VORGEGEBENER TEXT →
In London gingen Bankenwerte auf Talfahrt, Barclays und RBS verloren je mehr als sechs Prozent. Auch Einzelhandelstitel wie Marks & Spencer und Aktien der Baubranche wie Barrat Development, Persimmon oder Taylor Wimpey mussten Federn lassen. Der Londoner Leitindex gab ein halbes Prozent ab.

Hierzulande stehen die Deutsche Bank und die Commerzbank auch nicht gut da. Das Geldhaus aus dem Dax verliert über ein Prozent und die in den MDax abgestiegene Commerzbank geht über 2 Prozent in die Knie.

Investoren auf der Flucht?

Anleger retteten sich in als sichere Häfen geltende Anlagen wie deutsche Bundesanleihen. Die Rendite der zehnjährigen Anleihe sank um mehr als drei Basispunkte auf 0,36 Prozent.

Brexit nicht das einzige Problem

Andere Belastungsfaktoren für die Börsen wie der Haushaltsstreit zwischen Italien und der EU sowie der von den USA angezettelte Handelskonflikt existierten ebenfalls noch weiter, sagten die Analysten der Helaba.

Auszug aus dem Datensatz
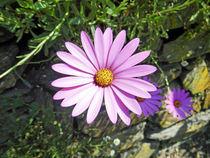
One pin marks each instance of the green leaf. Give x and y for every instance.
(25, 3)
(6, 2)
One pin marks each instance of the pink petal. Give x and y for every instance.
(181, 114)
(83, 104)
(79, 53)
(99, 47)
(108, 38)
(122, 111)
(95, 106)
(152, 106)
(110, 104)
(142, 84)
(133, 60)
(69, 70)
(128, 87)
(69, 101)
(128, 100)
(75, 62)
(125, 53)
(116, 47)
(68, 92)
(89, 48)
(71, 81)
(136, 71)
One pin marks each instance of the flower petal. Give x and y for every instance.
(99, 47)
(128, 100)
(95, 106)
(136, 71)
(89, 48)
(116, 47)
(125, 53)
(142, 84)
(110, 104)
(123, 112)
(79, 53)
(152, 106)
(154, 102)
(68, 92)
(133, 60)
(71, 81)
(108, 38)
(75, 62)
(82, 105)
(69, 70)
(128, 87)
(69, 101)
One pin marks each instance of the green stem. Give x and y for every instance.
(37, 49)
(180, 7)
(161, 70)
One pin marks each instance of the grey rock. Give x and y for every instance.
(198, 79)
(102, 126)
(183, 129)
(144, 150)
(186, 46)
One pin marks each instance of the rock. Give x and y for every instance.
(198, 79)
(189, 45)
(171, 70)
(183, 129)
(5, 35)
(131, 136)
(207, 99)
(196, 146)
(145, 149)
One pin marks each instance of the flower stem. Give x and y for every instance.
(37, 49)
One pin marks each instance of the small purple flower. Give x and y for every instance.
(149, 104)
(178, 102)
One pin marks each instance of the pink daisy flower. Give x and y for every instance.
(149, 104)
(178, 102)
(105, 71)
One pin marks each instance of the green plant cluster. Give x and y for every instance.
(30, 130)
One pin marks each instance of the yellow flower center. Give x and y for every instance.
(177, 103)
(140, 99)
(104, 77)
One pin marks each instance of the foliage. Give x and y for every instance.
(30, 130)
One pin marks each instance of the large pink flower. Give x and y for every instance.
(104, 71)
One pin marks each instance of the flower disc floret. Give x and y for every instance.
(104, 77)
(140, 99)
(177, 103)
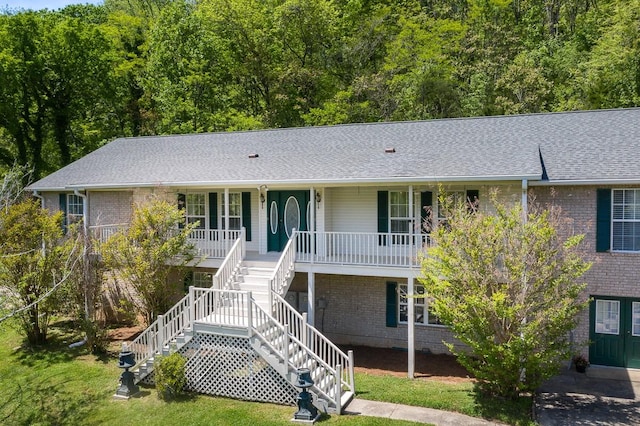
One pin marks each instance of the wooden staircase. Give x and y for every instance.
(247, 302)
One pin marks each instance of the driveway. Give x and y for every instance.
(601, 396)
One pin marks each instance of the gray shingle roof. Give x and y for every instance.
(574, 146)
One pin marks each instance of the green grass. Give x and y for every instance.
(459, 397)
(56, 385)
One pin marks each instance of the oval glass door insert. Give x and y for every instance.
(291, 215)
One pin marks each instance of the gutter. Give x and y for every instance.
(303, 182)
(584, 182)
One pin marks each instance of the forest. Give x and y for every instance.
(74, 79)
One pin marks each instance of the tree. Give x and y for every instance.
(507, 285)
(35, 261)
(145, 255)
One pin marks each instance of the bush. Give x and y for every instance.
(170, 376)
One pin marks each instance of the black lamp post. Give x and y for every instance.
(127, 386)
(306, 410)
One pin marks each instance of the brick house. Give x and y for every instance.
(341, 207)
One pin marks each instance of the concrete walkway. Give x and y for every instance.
(388, 410)
(601, 396)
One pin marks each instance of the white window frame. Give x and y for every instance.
(75, 209)
(607, 320)
(625, 213)
(422, 310)
(235, 211)
(458, 196)
(196, 208)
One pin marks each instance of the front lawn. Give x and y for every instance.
(62, 386)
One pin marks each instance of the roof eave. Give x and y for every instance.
(585, 182)
(292, 182)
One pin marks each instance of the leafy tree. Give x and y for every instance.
(35, 262)
(147, 254)
(507, 285)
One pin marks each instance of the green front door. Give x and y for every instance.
(615, 331)
(287, 211)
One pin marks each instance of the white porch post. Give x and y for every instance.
(311, 297)
(411, 329)
(410, 298)
(226, 212)
(525, 200)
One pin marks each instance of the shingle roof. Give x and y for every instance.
(574, 146)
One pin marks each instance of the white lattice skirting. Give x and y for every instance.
(228, 366)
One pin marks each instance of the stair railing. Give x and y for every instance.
(317, 342)
(279, 281)
(164, 329)
(231, 263)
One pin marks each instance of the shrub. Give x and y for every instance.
(170, 376)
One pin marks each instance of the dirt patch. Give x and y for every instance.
(385, 361)
(124, 334)
(379, 361)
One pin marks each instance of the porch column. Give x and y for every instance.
(311, 297)
(525, 200)
(411, 329)
(226, 211)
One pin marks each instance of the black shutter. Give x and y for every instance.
(473, 197)
(426, 211)
(383, 216)
(603, 220)
(213, 210)
(246, 213)
(392, 304)
(182, 204)
(63, 208)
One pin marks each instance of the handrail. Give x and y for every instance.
(230, 264)
(165, 328)
(317, 342)
(360, 248)
(284, 266)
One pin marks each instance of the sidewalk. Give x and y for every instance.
(601, 396)
(416, 414)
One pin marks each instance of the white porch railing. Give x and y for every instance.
(103, 232)
(354, 248)
(232, 261)
(214, 243)
(238, 309)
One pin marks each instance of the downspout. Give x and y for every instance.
(85, 258)
(525, 199)
(85, 207)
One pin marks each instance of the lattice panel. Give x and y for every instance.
(228, 366)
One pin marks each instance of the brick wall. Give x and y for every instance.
(612, 274)
(110, 207)
(356, 314)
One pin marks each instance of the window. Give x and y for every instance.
(399, 216)
(608, 316)
(196, 210)
(202, 279)
(625, 217)
(235, 211)
(75, 209)
(422, 310)
(456, 198)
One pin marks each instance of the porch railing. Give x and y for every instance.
(231, 263)
(103, 232)
(353, 248)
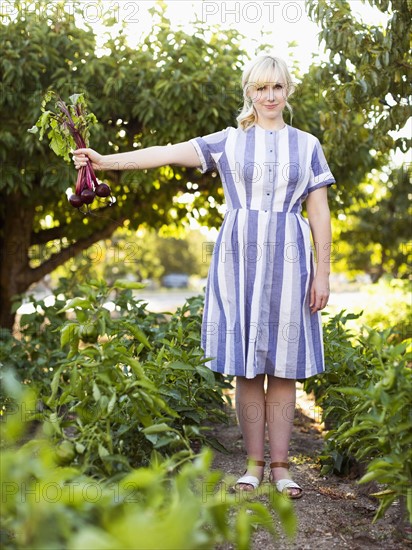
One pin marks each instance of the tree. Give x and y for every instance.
(367, 74)
(375, 230)
(367, 101)
(138, 96)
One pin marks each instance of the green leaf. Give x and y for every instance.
(67, 333)
(125, 283)
(157, 428)
(76, 302)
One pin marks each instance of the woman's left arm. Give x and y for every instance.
(319, 220)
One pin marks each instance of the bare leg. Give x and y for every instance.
(250, 408)
(280, 411)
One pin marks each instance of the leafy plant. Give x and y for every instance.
(115, 385)
(163, 505)
(365, 395)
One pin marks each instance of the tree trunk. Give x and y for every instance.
(17, 219)
(16, 238)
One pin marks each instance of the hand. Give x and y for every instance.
(81, 156)
(319, 293)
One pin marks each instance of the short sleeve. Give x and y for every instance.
(320, 174)
(210, 148)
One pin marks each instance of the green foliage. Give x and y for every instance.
(116, 386)
(365, 394)
(368, 66)
(163, 505)
(61, 123)
(138, 94)
(373, 234)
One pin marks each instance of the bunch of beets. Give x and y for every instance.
(68, 127)
(87, 185)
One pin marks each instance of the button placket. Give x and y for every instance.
(269, 186)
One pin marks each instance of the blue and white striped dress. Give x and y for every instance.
(257, 318)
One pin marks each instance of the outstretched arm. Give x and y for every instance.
(181, 154)
(319, 221)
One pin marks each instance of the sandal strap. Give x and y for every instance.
(252, 462)
(279, 464)
(248, 480)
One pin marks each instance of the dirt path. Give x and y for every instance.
(333, 512)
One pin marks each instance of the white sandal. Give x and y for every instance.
(250, 480)
(283, 485)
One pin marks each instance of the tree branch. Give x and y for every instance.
(57, 259)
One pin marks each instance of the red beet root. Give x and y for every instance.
(87, 196)
(76, 201)
(103, 190)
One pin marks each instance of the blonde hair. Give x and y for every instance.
(263, 69)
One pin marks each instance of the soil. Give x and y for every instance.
(334, 512)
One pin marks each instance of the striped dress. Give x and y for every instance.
(257, 318)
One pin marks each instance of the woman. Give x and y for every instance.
(263, 296)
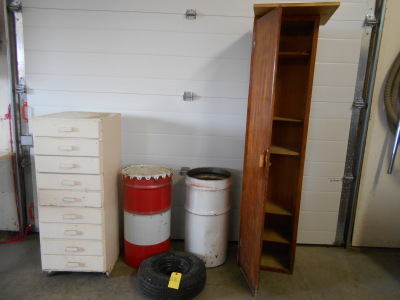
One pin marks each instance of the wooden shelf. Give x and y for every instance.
(275, 208)
(272, 235)
(287, 120)
(294, 54)
(274, 262)
(5, 154)
(283, 151)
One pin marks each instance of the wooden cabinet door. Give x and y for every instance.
(258, 136)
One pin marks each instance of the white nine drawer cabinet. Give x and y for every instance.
(78, 162)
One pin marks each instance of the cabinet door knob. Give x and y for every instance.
(72, 249)
(70, 199)
(263, 160)
(65, 129)
(66, 148)
(71, 216)
(75, 264)
(67, 166)
(69, 182)
(71, 232)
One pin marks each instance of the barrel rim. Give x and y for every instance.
(209, 170)
(133, 172)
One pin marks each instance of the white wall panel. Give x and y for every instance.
(138, 57)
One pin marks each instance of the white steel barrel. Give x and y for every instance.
(147, 212)
(207, 214)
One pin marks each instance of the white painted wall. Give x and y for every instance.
(377, 220)
(8, 211)
(138, 57)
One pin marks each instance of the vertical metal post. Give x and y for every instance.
(19, 128)
(359, 121)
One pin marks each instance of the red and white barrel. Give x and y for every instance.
(147, 212)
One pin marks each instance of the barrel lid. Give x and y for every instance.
(147, 172)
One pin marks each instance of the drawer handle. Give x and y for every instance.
(71, 232)
(75, 264)
(71, 199)
(67, 166)
(73, 249)
(66, 148)
(71, 216)
(65, 129)
(69, 182)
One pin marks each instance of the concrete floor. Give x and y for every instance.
(320, 273)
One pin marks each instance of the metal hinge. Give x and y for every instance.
(348, 177)
(20, 89)
(15, 6)
(26, 140)
(359, 103)
(370, 19)
(188, 96)
(191, 14)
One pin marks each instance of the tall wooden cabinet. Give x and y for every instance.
(78, 162)
(282, 68)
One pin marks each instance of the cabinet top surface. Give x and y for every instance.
(78, 115)
(5, 154)
(324, 10)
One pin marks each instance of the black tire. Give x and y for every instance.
(154, 274)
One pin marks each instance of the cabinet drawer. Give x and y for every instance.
(71, 247)
(73, 263)
(67, 147)
(71, 215)
(69, 181)
(70, 198)
(67, 128)
(71, 231)
(67, 164)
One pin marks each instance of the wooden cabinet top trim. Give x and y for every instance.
(324, 10)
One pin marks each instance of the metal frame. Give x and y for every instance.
(359, 120)
(16, 64)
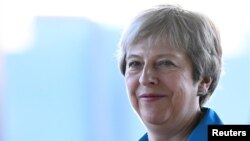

AUFGABE 1 → Übertragen Sie aus dem Text über die Börsenverluste wortgetreu den Abschnitt, der mit „Investoren auf der“ einsetzt und sich bis einschließlich „Analysten der Helaba.“ erstreckt.
AUFGABE 2 → Fassen Sie den Text über die Börsenverluste in zwei Sätzen zusammen.

SCHRIFTLICHE ANTWORT 1 →
Investoren auf der Flucht?

Anleger retteten sich in als sichere Häfen geltende Anlagen wie deutsche Bundesanleihen. Die Rendite der zehnjährigen Anleihe sank um mehr als drei Basispunkte auf 0,36 Prozent.

Brexit nicht das einzige Problem

Andere Belastungsfaktoren für die Börsen wie der Haushaltsstreit zwischen Italien und der EU sowie der von den USA angezettelte Handelskonflikt existierten ebenfalls noch weiter, sagten die Analysten der Helaba.

SCHRIFTLICHE ANTWORT 2 → In London verloren Bankenwerte wie Barclays und RBS sowie Einzelhandels- und Bautitel, der Leitindex gab ein halbes Prozent ab, und auch die Deutsche Bank und die Commerzbank standen schwach da. Anleger wichen auf Bundesanleihen aus, deren zehnjährige Rendite auf 0,36 Prozent sank, während nach Angaben der Helaba auch der Haushaltsstreit zwischen Italien und der EU sowie der Handelskonflikt die Börsen weiterhin belasteten.